:: ENTRIES SHOWN ::
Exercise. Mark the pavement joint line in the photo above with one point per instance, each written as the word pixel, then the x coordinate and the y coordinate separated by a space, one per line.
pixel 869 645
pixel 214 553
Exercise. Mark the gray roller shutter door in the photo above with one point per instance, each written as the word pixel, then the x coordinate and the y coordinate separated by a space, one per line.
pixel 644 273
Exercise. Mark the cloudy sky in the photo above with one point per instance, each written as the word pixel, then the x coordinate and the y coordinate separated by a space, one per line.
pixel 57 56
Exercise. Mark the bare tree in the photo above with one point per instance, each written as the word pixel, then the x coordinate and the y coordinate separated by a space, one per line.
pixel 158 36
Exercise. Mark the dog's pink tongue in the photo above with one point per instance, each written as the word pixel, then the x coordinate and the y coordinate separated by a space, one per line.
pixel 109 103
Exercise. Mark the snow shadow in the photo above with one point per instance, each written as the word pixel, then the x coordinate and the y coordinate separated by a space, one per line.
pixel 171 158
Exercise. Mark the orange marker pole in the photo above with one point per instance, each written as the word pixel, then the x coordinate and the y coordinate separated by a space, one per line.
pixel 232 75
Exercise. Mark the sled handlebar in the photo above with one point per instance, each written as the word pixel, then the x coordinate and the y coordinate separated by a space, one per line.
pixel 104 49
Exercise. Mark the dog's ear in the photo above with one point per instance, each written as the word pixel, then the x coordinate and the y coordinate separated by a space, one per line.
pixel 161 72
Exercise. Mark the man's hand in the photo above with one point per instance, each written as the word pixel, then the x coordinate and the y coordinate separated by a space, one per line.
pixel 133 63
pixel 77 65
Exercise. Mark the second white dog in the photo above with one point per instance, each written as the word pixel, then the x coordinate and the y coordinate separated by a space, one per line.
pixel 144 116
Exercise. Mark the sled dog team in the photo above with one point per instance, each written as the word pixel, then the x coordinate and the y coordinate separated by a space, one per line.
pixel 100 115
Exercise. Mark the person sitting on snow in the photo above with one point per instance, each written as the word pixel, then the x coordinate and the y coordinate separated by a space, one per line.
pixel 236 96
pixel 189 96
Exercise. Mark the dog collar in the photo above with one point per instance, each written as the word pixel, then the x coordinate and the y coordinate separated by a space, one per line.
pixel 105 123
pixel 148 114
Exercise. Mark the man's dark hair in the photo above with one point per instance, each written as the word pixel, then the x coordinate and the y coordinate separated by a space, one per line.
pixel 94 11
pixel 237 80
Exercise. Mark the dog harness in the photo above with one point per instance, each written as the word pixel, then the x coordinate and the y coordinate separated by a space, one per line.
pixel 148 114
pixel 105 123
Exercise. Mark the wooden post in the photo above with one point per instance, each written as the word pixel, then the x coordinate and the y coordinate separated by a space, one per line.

:: AIM ::
Send back each record exactly as it stands.

:: RESULT BELOW ::
Exercise. Mark the pavement joint line in the photo above with one point per instance, each written as the word pixel, then the x coordinate and the y coordinate separated by a space, one per line.
pixel 869 645
pixel 214 553
Exercise. Mark the gray roller shutter door in the photo above with one point per instance, each written as the word pixel, then the x coordinate and the y coordinate separated by a space, one per line.
pixel 644 273
Exercise. Mark the cloudy sky in the photo above with one point per instance, each written as the word pixel, then the x coordinate and the y coordinate separated by a space, one per line.
pixel 57 56
Exercise. Mark the bare tree in the photo above with one point per instance, each written as the word pixel, then the x coordinate and the y coordinate separated by a space, one per line.
pixel 158 36
Exercise. Mark the dog's pink tongue in the photo above with one point per instance, each written as the word pixel, then the x coordinate and the y coordinate separated by a space, one per line.
pixel 109 103
Exercise. Mark the snow shadow in the photo above with one point per instance, each written as the word pixel, then the x coordinate and the y coordinate separated by a space, one per line.
pixel 171 158
Exercise. Mark the orange marker pole in the photo above with one point per instance, each written as the word pixel, then the x coordinate and the y coordinate separated by a space, one per line.
pixel 232 75
Exercise. Mark the sled handlebar in the photo above with one point per instance, each written as the word pixel, then the x coordinate and the y coordinate separated by a space, one per line.
pixel 104 49
Exercise. Mark the dog's ear in the photo above with one point per instance, each written as the word pixel, then the x coordinate and the y coordinate separated by a space, one per line.
pixel 161 72
Exercise. Mark the man's hand in the photo above with one point per instance, each written as the word pixel, then the x coordinate and the y coordinate separated by a space, one per line.
pixel 133 63
pixel 77 65
Exercise. Mark the second white dog in the photo above with one point per instance, each written as the word pixel, then the x coordinate and the y coordinate separated by a space, one per line.
pixel 144 116
Exercise. Mark the sled dog team in the photo above with one point per instance, each written as the word pixel, then the x coordinate and the y coordinate separated by a space, one per line.
pixel 100 115
Exercise. Mark the person sitting on snow in the photo above with one point per instance, each written as the word pixel, then the x coordinate and the y coordinate separated by a space, one per line.
pixel 236 96
pixel 189 96
Exercise. Mark the dog collar in the photo above with one point per instance, each written as the word pixel, then the x coordinate and the y coordinate separated by a space, one per line.
pixel 105 123
pixel 148 114
Exercise. Mark the man's dark hair in the photo above with one point per instance, each written as the word pixel, then the x coordinate and the y coordinate separated by a space, one per line.
pixel 94 11
pixel 237 80
Exercise. Mark the dog harness in the photo above with one point per instance, each written as the word pixel, then the x coordinate and the y coordinate separated by a space, one per line.
pixel 148 114
pixel 105 123
Exercise. Mark the wooden post in the photo above with one point per instance, each written as the word pixel, then the x coordinate and the y coordinate separated by a space, one per line.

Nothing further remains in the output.